**Exercise aim**.
Although the records include pictures, the copy should not; write out exactly the lines from the first through the line with "like [358, 16].".

**Recorded information**.
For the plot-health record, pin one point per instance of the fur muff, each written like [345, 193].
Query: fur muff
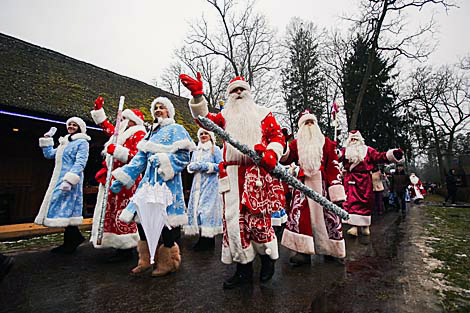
[144, 258]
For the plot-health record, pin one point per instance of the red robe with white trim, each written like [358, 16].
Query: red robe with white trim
[247, 208]
[310, 228]
[358, 185]
[117, 234]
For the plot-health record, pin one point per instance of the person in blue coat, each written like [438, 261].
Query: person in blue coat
[63, 203]
[205, 207]
[163, 155]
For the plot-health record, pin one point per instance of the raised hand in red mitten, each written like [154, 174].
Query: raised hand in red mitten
[269, 160]
[195, 86]
[398, 153]
[99, 103]
[111, 148]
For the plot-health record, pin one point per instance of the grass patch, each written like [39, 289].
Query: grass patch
[450, 227]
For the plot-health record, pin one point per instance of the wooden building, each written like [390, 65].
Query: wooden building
[40, 88]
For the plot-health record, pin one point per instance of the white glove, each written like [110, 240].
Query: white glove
[65, 186]
[51, 132]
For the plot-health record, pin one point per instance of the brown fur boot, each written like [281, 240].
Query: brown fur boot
[144, 258]
[165, 263]
[176, 256]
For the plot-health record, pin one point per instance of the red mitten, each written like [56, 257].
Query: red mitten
[99, 103]
[111, 148]
[260, 148]
[101, 176]
[398, 153]
[269, 160]
[195, 86]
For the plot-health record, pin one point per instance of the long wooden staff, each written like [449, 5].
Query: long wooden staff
[99, 239]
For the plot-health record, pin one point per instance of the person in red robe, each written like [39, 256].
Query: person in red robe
[117, 234]
[310, 228]
[358, 161]
[250, 194]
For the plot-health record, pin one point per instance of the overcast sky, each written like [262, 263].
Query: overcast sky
[137, 38]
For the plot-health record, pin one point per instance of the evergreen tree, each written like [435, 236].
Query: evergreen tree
[379, 122]
[302, 82]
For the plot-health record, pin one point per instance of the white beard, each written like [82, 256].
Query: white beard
[243, 122]
[310, 141]
[355, 152]
[414, 179]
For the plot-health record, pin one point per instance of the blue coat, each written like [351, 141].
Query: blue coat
[63, 208]
[205, 205]
[163, 157]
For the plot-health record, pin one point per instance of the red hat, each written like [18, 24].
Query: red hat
[134, 115]
[238, 81]
[306, 116]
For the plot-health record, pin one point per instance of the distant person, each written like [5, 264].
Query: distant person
[400, 182]
[451, 182]
[63, 203]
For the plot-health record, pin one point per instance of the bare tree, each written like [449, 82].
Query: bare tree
[384, 25]
[440, 102]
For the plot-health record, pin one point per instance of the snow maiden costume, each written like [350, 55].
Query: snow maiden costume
[163, 155]
[205, 207]
[250, 194]
[117, 234]
[358, 161]
[63, 203]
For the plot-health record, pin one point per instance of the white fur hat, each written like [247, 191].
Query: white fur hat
[167, 103]
[79, 122]
[200, 130]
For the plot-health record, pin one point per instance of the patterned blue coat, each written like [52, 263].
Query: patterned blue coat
[163, 157]
[63, 208]
[205, 206]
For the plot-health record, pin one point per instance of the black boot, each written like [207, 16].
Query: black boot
[267, 268]
[121, 255]
[242, 276]
[300, 259]
[72, 239]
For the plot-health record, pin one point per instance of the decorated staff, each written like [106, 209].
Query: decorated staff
[116, 233]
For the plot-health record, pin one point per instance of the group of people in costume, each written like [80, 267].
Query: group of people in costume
[230, 194]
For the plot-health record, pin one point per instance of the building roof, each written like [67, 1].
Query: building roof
[43, 81]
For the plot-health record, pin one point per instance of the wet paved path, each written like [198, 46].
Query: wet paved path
[44, 282]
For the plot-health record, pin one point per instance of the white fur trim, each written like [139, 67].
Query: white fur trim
[125, 179]
[277, 148]
[392, 158]
[46, 142]
[63, 222]
[72, 178]
[165, 169]
[298, 242]
[336, 193]
[211, 168]
[80, 136]
[130, 115]
[79, 122]
[198, 108]
[267, 248]
[177, 220]
[98, 116]
[167, 103]
[148, 146]
[121, 153]
[238, 83]
[126, 216]
[305, 118]
[358, 220]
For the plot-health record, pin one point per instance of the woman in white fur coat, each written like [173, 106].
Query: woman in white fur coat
[205, 207]
[63, 203]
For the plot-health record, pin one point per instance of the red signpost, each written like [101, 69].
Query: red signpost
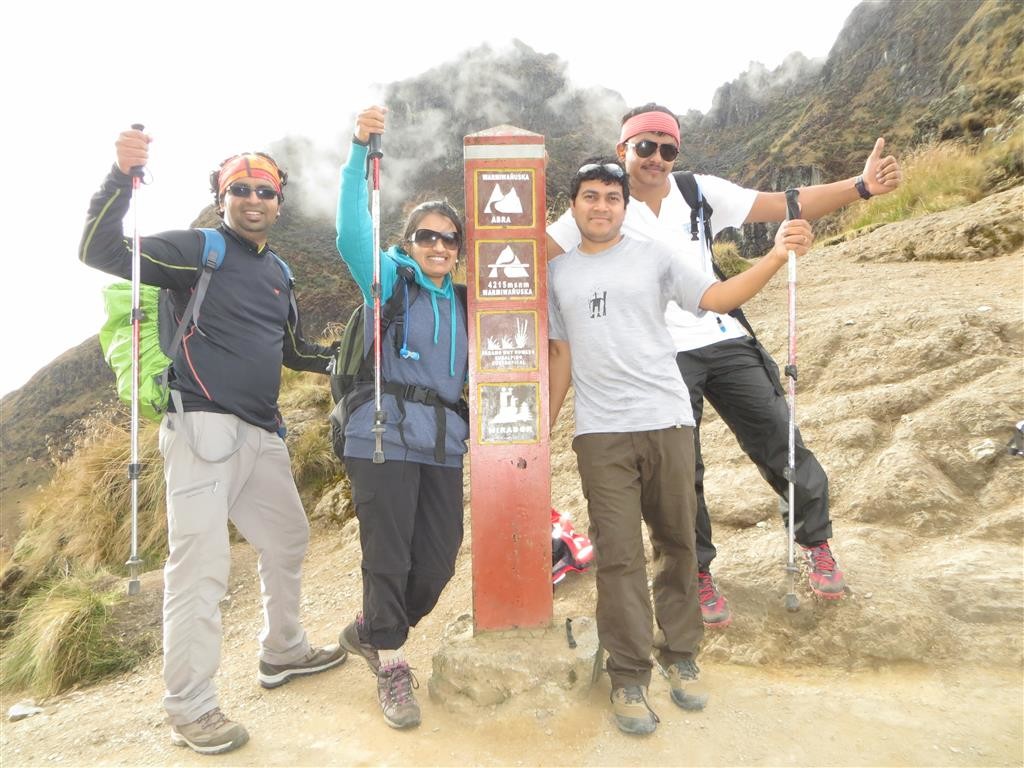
[510, 464]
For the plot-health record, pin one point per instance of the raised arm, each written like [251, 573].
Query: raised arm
[354, 227]
[881, 175]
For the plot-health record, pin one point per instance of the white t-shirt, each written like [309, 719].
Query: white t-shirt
[609, 306]
[731, 205]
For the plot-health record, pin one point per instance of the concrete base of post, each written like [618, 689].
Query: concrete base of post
[488, 669]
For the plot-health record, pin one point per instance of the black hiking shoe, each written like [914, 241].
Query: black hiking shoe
[681, 674]
[633, 715]
[210, 733]
[394, 691]
[316, 659]
[353, 639]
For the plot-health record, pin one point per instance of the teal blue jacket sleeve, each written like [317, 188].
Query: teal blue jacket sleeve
[355, 228]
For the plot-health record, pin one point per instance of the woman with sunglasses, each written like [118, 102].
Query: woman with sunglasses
[411, 506]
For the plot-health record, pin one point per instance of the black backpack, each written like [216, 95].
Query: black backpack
[700, 212]
[352, 368]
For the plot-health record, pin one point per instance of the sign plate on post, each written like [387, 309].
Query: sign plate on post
[510, 465]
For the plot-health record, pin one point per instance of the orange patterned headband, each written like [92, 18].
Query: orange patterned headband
[655, 122]
[248, 166]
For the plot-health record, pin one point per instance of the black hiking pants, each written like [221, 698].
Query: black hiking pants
[740, 381]
[410, 530]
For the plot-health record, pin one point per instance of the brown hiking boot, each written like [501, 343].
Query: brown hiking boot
[629, 705]
[394, 690]
[211, 733]
[353, 640]
[316, 659]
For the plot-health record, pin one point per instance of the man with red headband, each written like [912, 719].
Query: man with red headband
[716, 355]
[224, 457]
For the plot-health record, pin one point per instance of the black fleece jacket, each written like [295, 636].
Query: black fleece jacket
[247, 328]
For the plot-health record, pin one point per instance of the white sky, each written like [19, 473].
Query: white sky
[212, 78]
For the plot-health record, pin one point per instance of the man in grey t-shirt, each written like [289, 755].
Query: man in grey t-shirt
[634, 438]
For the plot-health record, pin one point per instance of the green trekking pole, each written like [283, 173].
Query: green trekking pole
[793, 212]
[134, 467]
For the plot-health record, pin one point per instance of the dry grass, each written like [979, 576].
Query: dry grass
[59, 639]
[941, 176]
[82, 520]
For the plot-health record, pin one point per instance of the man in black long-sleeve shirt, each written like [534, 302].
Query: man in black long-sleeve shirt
[223, 455]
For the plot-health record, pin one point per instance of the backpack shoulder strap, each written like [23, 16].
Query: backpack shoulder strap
[700, 211]
[213, 257]
[462, 291]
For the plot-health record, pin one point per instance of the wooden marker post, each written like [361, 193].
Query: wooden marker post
[510, 463]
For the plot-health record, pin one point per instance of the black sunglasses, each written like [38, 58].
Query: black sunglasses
[428, 238]
[646, 147]
[611, 168]
[244, 190]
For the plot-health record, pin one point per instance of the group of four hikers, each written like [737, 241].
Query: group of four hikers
[641, 368]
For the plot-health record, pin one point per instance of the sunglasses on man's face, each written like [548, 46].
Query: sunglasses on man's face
[244, 190]
[429, 238]
[646, 147]
[611, 168]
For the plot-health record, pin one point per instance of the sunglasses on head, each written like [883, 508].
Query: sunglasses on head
[244, 190]
[611, 168]
[646, 147]
[429, 238]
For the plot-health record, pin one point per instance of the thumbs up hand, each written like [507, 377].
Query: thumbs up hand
[882, 174]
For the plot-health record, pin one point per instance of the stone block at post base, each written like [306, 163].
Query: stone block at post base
[488, 669]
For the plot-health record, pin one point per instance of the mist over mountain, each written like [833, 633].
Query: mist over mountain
[912, 72]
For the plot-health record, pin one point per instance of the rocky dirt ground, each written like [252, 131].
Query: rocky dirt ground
[910, 358]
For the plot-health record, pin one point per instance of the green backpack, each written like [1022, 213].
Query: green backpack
[157, 347]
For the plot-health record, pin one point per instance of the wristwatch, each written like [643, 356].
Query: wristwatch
[862, 188]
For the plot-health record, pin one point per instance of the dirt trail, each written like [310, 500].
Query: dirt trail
[910, 377]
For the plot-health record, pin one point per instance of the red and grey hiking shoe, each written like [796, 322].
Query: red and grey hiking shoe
[394, 691]
[825, 578]
[714, 607]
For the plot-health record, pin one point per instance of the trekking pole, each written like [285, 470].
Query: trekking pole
[793, 212]
[134, 467]
[375, 211]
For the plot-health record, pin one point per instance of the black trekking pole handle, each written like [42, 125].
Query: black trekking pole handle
[792, 206]
[375, 146]
[136, 170]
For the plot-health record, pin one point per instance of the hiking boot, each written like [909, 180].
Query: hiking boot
[825, 578]
[211, 733]
[316, 659]
[680, 675]
[353, 639]
[633, 715]
[714, 607]
[394, 691]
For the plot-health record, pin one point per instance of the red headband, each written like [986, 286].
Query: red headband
[248, 166]
[656, 122]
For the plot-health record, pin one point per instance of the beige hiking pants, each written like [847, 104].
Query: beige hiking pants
[253, 488]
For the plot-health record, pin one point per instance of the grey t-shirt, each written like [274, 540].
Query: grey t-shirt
[609, 307]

**Reply**.
For the plot-health record, pin one point per instance of the fur muff, each written like [345, 193].
Query: fur muff
[144, 258]
For the plot-health record, pin one point per instance of the red robe with white trim, each written like [358, 16].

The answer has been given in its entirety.